#### [Instructions]
A: From the Pimsleur French review, extract the passage that begins with the words "For the prohibitively" and ends after the words "spoken French practice.".
B: Answer these questions from the Pimsleur French review:
(i) Which two apps does the review name as taking less mental effort?
(ii) How many lessons does each level contain?
(iii) How often does Pimsleur suggest doing a lesson?

#### [Passage shown]
======

Prior to trying out Pimsleur French for this review I had never used it before but had often heard people swear by the Pimsleur method of learning languages. Upon trying the first lesson, I was immediately disappointed however at the lifeless presentation and overall blandness of the teaching style coupled with the endless repetition. Unfortunately all of the various levels copy the exact same format and consequently, I did not find the lessons very enjoyable or inspiring to follow.
Despite these negative aspects, I do believe though that a beginner would quickly begin to feel comfortable using a number of useful phrases and that their speaking and listening comprehension would improve. The repetitive, boring and uninspiring audio lessons do however make you engage with their approach and you have to pay full attention to the 30-minute lessons to make it work. Consequently, you will retain information better than when using apps such as Memrise or DuoLingo which don’t take up so much mental effort.
While beginners will improve, I am pretty sure that it is impossible to gain fluency or even become an advanced learner through these lessons. This is because the whole method relies on an endless sequence of listen and repeat lessons. This repetition will help you memorise phrases, sentences and particular words but you will never gain an understanding of the grammar and consequently how they can be used in other settings. Reading too takes a backseat in the Pimsleur course and unlike other French language resources, the cultural context barely features.
For the prohibitively expensive price that Pimsleur Levels 1-5 cost; your time and money is best spent elsewhere.
Overall, Pimsleur French has five different levels that slowly build up the learner’s vocabulary, fluency and understanding of the French language. The levels progress gradually in difficulty and each one contains 30 lessons that are about half an hour in length. In total there are around 16 hours of course material per level and Pimsleur suggests doing one half an hour lesson per day. If you did somehow manage to work your way through from Level 1 all the way to the end of the 5th one that would mean you had worked through 76 hours of spoken French practice.

======

Position annotation records:
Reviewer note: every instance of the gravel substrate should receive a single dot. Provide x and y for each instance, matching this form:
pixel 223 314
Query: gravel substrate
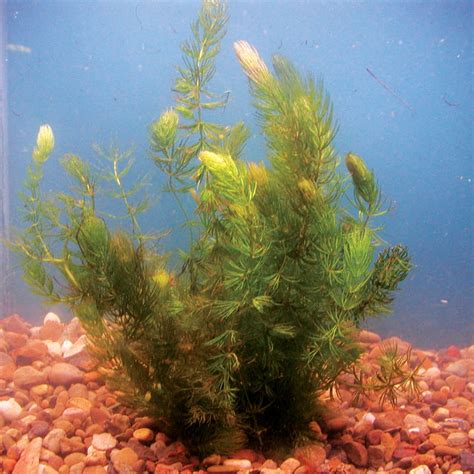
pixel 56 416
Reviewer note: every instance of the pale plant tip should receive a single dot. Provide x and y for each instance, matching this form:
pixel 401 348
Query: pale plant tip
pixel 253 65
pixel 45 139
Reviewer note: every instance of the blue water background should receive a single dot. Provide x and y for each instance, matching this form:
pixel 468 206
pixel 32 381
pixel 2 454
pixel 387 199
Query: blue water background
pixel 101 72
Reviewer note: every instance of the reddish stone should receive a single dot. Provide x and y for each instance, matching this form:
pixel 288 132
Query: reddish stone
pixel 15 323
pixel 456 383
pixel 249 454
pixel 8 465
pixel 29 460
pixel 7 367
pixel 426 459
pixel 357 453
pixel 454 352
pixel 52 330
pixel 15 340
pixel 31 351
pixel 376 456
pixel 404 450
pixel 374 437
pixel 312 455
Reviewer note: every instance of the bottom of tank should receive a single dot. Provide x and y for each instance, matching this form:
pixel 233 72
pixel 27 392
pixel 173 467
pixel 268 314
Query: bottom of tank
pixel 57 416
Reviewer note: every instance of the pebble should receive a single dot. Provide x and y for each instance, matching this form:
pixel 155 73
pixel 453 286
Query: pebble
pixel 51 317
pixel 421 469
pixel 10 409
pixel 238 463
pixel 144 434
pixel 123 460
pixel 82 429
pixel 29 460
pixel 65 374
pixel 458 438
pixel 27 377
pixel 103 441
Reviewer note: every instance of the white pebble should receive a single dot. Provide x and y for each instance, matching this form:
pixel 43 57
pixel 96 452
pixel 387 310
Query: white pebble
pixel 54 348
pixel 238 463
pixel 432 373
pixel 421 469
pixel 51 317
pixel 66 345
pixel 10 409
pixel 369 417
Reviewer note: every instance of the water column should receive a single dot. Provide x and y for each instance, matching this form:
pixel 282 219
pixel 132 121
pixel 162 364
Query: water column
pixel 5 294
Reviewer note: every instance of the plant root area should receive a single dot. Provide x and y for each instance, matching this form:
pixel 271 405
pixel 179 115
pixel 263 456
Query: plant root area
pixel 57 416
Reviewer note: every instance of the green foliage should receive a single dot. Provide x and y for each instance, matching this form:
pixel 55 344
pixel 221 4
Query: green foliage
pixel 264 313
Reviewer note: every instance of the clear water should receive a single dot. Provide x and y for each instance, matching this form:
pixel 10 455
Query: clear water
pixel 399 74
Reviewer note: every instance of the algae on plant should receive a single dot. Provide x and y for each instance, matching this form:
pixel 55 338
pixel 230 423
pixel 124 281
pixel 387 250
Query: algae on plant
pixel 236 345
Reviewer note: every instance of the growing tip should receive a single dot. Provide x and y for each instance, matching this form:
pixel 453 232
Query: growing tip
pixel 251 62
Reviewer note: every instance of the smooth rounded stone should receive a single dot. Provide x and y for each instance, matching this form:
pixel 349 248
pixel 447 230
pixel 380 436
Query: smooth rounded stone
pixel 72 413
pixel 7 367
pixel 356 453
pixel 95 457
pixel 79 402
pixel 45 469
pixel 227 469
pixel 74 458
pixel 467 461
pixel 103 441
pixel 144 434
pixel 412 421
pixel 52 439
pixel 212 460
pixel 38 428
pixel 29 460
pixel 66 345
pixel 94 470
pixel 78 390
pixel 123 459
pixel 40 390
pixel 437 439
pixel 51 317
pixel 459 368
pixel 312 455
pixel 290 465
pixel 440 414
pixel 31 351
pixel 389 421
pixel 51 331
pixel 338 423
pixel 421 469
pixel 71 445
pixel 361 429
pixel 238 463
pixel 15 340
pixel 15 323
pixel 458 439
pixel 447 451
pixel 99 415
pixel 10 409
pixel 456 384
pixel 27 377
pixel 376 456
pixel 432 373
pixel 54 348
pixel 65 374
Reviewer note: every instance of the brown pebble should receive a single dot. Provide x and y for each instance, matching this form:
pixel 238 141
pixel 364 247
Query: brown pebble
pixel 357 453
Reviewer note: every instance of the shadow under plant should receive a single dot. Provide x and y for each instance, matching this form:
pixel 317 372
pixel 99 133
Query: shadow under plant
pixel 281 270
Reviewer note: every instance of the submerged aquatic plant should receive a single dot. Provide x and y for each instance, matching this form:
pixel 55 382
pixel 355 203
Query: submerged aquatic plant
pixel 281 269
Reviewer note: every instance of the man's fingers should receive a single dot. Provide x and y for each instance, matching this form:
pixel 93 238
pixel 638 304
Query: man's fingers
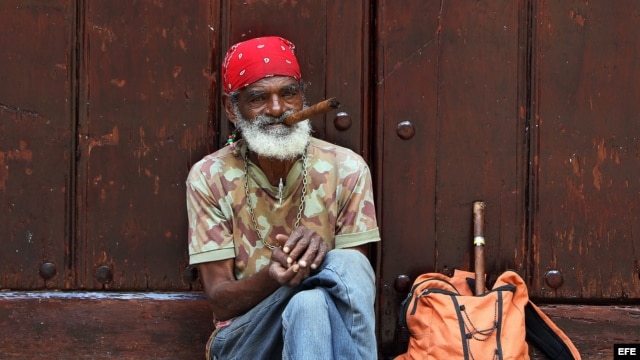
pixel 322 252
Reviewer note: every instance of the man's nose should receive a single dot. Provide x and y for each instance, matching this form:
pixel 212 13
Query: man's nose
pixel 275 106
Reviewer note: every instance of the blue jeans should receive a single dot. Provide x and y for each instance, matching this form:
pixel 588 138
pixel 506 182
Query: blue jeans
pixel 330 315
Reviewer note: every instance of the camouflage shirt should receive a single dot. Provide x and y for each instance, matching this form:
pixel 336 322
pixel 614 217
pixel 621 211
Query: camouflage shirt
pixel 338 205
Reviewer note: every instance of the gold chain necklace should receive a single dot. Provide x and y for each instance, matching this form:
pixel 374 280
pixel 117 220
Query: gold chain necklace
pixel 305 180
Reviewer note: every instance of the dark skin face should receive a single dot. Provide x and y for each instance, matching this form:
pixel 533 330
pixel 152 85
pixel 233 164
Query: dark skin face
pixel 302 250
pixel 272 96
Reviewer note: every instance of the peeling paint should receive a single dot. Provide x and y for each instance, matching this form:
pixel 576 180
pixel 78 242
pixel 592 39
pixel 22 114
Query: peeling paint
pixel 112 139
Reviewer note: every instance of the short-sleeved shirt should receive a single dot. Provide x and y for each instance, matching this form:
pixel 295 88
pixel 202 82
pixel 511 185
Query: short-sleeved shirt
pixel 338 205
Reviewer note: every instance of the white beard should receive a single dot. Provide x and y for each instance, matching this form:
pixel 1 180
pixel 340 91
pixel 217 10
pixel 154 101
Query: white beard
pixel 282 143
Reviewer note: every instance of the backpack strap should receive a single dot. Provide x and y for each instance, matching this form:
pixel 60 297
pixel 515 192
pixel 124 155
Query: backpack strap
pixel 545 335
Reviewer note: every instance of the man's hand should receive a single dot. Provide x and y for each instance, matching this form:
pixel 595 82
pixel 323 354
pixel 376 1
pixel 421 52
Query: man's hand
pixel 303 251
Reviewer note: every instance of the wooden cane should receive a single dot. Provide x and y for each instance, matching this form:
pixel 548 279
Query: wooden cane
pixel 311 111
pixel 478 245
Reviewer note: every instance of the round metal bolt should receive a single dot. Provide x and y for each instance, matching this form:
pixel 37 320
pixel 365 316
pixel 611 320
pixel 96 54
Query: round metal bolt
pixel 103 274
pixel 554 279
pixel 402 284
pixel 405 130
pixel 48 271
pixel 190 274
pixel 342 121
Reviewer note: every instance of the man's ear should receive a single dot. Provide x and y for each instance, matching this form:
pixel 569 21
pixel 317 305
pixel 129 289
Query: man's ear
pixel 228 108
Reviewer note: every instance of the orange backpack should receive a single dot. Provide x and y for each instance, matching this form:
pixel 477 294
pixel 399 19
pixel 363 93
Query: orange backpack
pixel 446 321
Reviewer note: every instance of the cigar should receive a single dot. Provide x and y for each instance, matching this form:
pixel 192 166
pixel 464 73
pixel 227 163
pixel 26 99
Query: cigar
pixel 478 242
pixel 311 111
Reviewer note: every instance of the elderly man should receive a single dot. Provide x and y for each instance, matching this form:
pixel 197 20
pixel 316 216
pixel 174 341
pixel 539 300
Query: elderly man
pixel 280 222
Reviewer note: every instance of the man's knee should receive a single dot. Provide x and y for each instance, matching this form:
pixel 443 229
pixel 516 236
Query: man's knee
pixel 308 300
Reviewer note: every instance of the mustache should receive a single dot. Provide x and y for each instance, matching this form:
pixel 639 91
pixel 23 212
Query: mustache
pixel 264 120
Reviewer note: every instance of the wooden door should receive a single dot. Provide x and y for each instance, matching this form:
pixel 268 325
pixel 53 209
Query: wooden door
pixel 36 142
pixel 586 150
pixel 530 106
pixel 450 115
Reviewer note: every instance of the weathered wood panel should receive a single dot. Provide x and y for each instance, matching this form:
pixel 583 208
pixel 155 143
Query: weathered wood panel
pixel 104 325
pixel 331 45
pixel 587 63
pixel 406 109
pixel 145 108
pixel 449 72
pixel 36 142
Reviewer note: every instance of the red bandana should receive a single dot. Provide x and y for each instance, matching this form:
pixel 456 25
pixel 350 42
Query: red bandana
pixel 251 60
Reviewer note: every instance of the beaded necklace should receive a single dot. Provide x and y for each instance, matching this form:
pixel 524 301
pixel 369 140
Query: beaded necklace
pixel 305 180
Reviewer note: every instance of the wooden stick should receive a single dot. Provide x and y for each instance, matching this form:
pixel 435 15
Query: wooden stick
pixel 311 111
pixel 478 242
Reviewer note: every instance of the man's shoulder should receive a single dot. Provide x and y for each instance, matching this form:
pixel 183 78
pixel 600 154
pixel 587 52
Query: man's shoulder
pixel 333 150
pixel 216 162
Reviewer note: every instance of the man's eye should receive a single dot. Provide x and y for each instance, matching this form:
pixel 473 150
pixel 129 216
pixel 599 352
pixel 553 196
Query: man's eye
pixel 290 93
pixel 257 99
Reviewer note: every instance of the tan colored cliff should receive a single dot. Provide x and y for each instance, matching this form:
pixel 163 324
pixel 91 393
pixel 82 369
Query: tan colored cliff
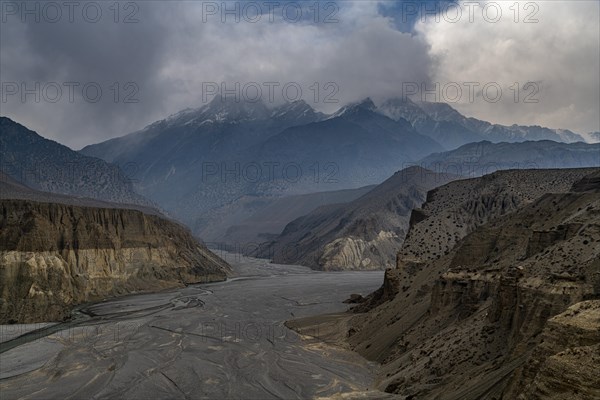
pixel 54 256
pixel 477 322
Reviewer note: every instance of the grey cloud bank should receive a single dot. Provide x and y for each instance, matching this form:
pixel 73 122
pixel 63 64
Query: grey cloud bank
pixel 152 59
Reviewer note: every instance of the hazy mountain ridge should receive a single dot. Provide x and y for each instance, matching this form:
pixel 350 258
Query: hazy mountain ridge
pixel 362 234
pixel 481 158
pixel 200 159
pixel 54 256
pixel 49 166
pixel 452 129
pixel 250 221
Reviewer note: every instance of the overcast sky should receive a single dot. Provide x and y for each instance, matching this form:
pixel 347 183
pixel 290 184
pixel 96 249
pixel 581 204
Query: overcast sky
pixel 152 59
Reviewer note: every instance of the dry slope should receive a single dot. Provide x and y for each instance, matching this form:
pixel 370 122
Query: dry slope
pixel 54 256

======

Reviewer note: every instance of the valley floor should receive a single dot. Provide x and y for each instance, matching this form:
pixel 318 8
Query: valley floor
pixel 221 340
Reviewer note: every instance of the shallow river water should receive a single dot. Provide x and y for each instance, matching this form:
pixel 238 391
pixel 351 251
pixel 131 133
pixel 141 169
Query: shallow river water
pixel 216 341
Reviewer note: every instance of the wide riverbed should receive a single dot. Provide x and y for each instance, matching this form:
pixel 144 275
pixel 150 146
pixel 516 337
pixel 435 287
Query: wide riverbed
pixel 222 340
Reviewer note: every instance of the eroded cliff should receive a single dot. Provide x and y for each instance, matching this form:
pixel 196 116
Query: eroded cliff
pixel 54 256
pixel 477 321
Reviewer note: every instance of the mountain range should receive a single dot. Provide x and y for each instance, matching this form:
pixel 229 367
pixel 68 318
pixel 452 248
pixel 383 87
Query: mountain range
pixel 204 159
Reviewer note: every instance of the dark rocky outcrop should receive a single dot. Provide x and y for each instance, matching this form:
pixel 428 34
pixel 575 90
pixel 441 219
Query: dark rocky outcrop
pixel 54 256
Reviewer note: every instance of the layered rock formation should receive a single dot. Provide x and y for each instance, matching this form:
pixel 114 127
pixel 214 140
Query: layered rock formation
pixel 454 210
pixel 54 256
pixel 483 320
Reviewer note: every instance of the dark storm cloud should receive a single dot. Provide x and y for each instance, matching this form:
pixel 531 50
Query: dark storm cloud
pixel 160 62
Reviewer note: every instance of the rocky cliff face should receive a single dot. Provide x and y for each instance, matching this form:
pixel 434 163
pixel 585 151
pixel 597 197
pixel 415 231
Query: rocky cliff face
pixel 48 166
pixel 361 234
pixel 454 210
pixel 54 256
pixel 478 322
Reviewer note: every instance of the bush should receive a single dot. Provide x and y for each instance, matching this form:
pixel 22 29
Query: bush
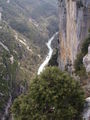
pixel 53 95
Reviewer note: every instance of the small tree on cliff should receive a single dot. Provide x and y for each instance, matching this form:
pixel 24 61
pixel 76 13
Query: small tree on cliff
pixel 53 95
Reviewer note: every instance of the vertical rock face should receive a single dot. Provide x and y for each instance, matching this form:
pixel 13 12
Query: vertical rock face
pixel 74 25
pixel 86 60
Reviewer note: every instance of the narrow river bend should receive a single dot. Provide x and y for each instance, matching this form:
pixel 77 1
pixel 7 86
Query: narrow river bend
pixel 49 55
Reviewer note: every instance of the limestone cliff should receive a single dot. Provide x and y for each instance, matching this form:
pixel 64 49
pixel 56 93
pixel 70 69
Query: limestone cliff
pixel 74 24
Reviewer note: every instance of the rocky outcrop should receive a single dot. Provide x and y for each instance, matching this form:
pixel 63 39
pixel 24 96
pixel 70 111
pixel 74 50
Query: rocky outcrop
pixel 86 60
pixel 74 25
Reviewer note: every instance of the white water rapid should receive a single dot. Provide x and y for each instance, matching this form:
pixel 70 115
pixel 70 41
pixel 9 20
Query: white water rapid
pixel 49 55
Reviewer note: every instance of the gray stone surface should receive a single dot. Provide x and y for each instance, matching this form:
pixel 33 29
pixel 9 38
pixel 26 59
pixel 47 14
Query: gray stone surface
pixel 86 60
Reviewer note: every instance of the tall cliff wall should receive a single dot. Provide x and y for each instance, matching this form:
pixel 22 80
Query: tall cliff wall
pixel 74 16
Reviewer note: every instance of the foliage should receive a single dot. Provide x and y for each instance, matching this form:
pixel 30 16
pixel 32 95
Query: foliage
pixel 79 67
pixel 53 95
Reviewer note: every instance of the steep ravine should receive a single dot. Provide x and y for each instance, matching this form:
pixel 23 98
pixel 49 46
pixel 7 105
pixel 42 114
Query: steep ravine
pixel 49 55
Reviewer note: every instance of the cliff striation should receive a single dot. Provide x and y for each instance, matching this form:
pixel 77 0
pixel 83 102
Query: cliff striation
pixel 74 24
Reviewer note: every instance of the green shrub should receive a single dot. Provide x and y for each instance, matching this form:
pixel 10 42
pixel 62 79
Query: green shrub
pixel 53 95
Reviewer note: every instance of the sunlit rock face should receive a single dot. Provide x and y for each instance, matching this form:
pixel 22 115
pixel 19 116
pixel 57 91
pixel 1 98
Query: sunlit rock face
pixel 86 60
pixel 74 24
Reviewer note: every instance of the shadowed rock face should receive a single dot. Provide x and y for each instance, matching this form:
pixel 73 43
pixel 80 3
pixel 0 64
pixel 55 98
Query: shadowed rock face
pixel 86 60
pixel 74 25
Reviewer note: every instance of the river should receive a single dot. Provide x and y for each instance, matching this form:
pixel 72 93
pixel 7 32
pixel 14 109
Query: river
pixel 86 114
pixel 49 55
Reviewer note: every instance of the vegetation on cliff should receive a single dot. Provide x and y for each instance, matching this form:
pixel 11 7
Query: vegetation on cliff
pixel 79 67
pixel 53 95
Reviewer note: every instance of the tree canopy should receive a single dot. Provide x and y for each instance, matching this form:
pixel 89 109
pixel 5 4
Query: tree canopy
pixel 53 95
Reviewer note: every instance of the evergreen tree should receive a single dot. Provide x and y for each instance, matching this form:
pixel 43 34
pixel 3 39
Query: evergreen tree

======

#### [Answers per task]
A:
For the prohibitively expensive price that Pimsleur Levels 1-5 cost; your time and money is best spent elsewhere.
Overall, Pimsleur French has five different levels that slowly build up the learner’s vocabulary, fluency and understanding of the French language. The levels progress gradually in difficulty and each one contains 30 lessons that are about half an hour in length. In total there are around 16 hours of course material per level and Pimsleur suggests doing one half an hour lesson per day. If you did somehow manage to work your way through from Level 1 all the way to the end of the 5th one that would mean you had worked through 76 hours of spoken French practice.

B:
(i) Memrise and DuoLingo
(ii) 30 lessons
(iii) One half-hour lesson per day